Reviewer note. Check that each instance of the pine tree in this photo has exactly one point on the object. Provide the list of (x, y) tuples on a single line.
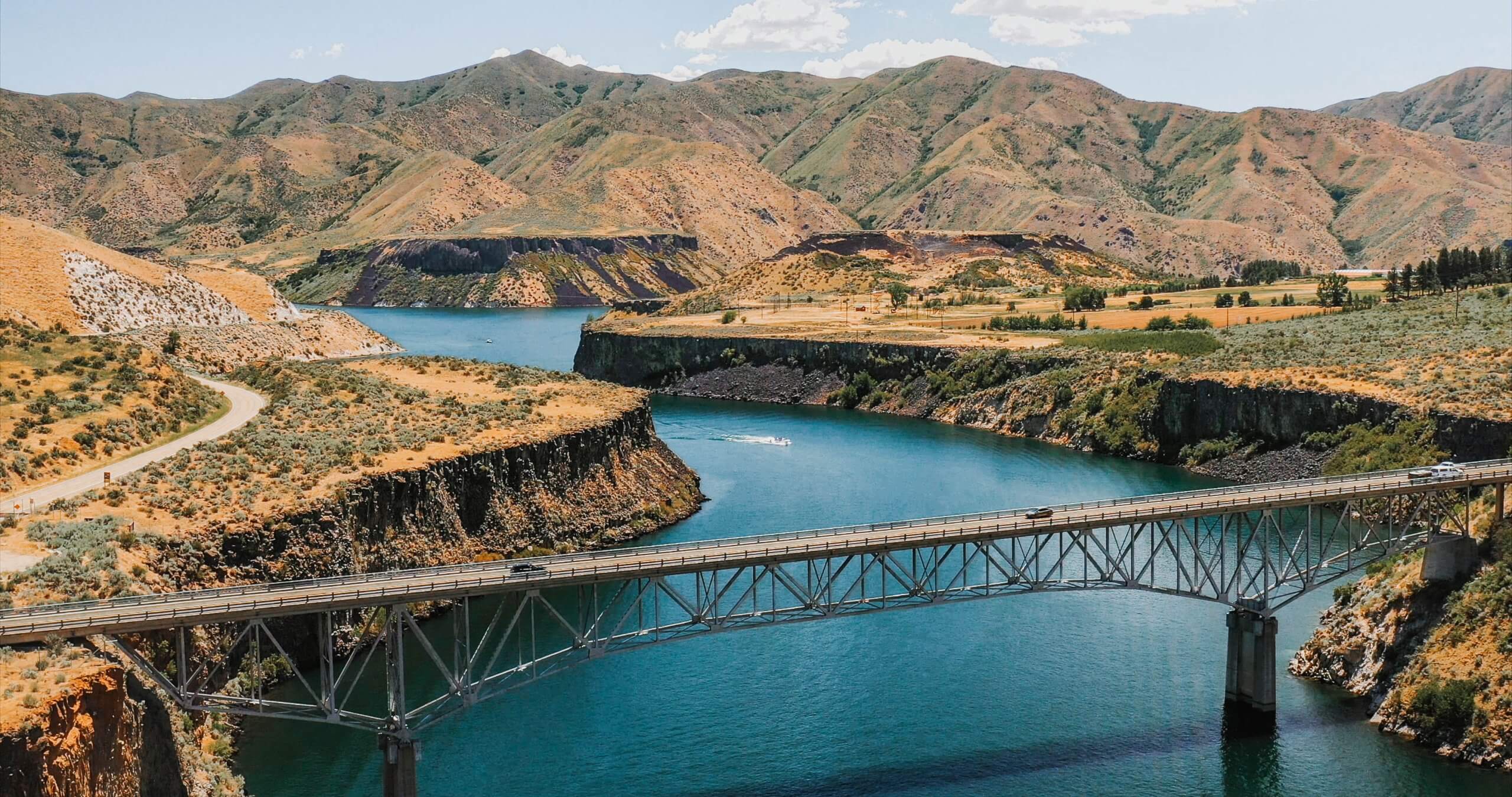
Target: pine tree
[(1428, 277)]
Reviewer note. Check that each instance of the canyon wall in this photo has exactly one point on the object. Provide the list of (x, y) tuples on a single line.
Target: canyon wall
[(504, 271), (1186, 412), (607, 483)]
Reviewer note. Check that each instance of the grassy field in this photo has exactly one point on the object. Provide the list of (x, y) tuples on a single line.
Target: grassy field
[(1449, 353), (70, 404), (324, 426)]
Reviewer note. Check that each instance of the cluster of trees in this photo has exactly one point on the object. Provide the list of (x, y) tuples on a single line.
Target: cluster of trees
[(1189, 321), (1267, 271), (1146, 303), (1454, 270), (1035, 322), (1086, 298), (1332, 291), (1227, 300)]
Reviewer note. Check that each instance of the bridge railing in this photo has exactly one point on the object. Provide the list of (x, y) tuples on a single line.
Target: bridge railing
[(480, 575)]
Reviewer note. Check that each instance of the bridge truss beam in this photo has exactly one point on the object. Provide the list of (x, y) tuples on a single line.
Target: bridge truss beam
[(1256, 561)]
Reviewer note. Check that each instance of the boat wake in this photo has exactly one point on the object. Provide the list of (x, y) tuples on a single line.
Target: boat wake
[(757, 439)]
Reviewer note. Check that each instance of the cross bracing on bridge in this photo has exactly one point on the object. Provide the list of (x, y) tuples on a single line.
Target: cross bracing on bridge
[(1254, 548)]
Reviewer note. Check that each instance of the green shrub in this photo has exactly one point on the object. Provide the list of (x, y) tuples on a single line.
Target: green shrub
[(1186, 344), (1446, 708)]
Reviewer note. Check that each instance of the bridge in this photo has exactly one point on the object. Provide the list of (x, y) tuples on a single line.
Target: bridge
[(496, 626)]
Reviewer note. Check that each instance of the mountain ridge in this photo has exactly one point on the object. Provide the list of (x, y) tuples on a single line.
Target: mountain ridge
[(950, 143)]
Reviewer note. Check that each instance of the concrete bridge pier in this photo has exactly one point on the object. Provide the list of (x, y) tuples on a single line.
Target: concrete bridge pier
[(398, 766), (1449, 557), (1251, 680)]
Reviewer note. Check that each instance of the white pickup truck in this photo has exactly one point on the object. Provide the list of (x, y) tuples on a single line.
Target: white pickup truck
[(1441, 471)]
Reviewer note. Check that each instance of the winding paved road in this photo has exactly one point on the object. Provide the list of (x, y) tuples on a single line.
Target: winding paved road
[(246, 406), (286, 598)]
******
Rewrite every line of the rows above as a Markdown table with two columns, Line number and Line text. Skip blank lines and leave the pictures out.

| Line number | Line text |
|---|---|
| 1 | Reviewer note. Check that each instance of the pine tree in this photo has exactly one point on the object. Provide the list of (x, y) tuples on a single line. |
| 2 | Target: pine tree |
| 3 | [(1428, 277)] |
| 4 | Reviewer note. Check that each instance of the canyon wall in this photo has exactly one point on the object. Provide the list of (x, y) tuples on a single line. |
| 5 | Target: canyon wall |
| 6 | [(504, 271), (1186, 412), (607, 483)] |
| 7 | Reviewer note. Check that each instance of the grassy field in this photo has exactly one point on the object. Provide the list of (x, y) tuples on a single line. |
| 8 | Target: grassy field |
| 9 | [(1449, 353), (70, 404), (324, 426)] |
| 10 | Reviewer note. Check that each instance of the cluster of trees in this photo has exactly one point on the object. Provide the list of (x, y) tuples on a single line. |
| 11 | Target: cluster of trees |
| 12 | [(1189, 321), (1267, 271), (1146, 303), (1454, 270), (1035, 322), (1086, 298), (1332, 291), (1227, 300)] |
| 13 | Reviewer note. Check that each instance of the bridge railing in this photo has exactly one point on the object. Provide the list of (x, y) tuples on a single line. |
| 14 | Target: bridge railing |
| 15 | [(480, 575)] |
| 16 | Reviewer note. Check that each instance of the bridge truss beam in this photo has exactly one point on the object. Provide the list of (x, y) tuples on a single line. |
| 17 | Target: bridge truss beam |
| 18 | [(1256, 561)] |
| 19 | Reviewer note. Check that each instance of the boat wake in this photo has exactly one point on the object. Provide the list of (x, y) tuples on a single line. |
| 20 | Target: boat wake |
| 21 | [(757, 439)] |
| 22 | Reviewer note. Check that each instance of the cross bracing on bridge in this photo has exactly one point on the object. Provide the list of (x, y) tuples on a single line. |
| 23 | Target: cross bracing on bridge |
| 24 | [(1254, 548)] |
| 25 | Reviewer note. Check that each instance of the green shrub in this photo has exactly one point on the object. Provide the list of (x, y) tuples on a single line. |
| 26 | Target: green shrub |
| 27 | [(1186, 344), (1446, 708)] |
| 28 | Reviewer note. Check that each instance of the bridge in this photo has exactly one point on the object. Provide the list of (x, y) tuples on a single line. |
| 29 | Target: bridge |
| 30 | [(496, 626)] |
| 31 | Reviewer note. Check that each instance of the mountain ridge in this photo has exactly one point on the object. Provide the list of (x, y) tuples on a single line. |
| 32 | Target: mountain ridge |
| 33 | [(950, 143)] |
| 34 | Reviewer note. Check that each instance of the concrete bridge pier in this photo has exactly one point on the object. Provide the list of (x, y) tuples on a single line. |
| 35 | Target: concrete bridge pier |
| 36 | [(398, 766), (1449, 557), (1251, 680)] |
| 37 | Reviewer note. Check that each instance of the white pickup truck in this photo has exactly one point on the object. Provide the list of (x, y) tuples on a single line. |
| 38 | Target: white pickup truck |
| 39 | [(1441, 471)] |
| 40 | Reviewer note. Check that each instance of the winding paved road in this photo has exactly one point on the object. Provide the list of (x, y) tuples on a single line. |
| 41 | Target: winding paved road |
| 42 | [(246, 406), (286, 598)] |